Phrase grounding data
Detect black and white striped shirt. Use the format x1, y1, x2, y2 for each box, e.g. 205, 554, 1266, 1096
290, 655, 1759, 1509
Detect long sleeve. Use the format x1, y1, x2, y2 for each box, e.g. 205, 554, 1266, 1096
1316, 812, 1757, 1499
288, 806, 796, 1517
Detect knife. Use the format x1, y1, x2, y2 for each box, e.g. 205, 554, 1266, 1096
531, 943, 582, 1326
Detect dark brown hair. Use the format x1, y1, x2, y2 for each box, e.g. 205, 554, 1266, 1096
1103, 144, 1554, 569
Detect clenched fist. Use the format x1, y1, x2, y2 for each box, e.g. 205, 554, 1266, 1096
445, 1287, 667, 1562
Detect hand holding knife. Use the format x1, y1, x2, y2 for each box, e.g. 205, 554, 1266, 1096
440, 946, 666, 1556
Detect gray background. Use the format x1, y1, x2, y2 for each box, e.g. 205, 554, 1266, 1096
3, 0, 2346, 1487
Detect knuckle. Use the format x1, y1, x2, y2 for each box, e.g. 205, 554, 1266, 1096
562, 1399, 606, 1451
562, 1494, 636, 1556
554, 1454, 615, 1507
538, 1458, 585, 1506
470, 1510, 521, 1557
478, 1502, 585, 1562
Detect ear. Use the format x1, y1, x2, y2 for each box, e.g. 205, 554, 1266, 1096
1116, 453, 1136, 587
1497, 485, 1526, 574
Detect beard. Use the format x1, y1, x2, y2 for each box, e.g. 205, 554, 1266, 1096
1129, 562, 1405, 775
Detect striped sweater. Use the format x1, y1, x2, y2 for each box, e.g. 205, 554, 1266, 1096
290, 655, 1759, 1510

**WHAT TO PRODUCE**
Copy out the lines starting at the one containing "Detect beard. Use" and ending with the last line of the entries. Include nothing else.

**EXERCISE ANSWER**
Detect beard. Use the format x1, y1, x2, y2 for each box, e.g. 205, 554, 1266, 1096
1129, 562, 1405, 775
Detect striped sweater. Use the format x1, y1, x2, y2 for each box, e.g. 205, 554, 1266, 1096
290, 655, 1759, 1510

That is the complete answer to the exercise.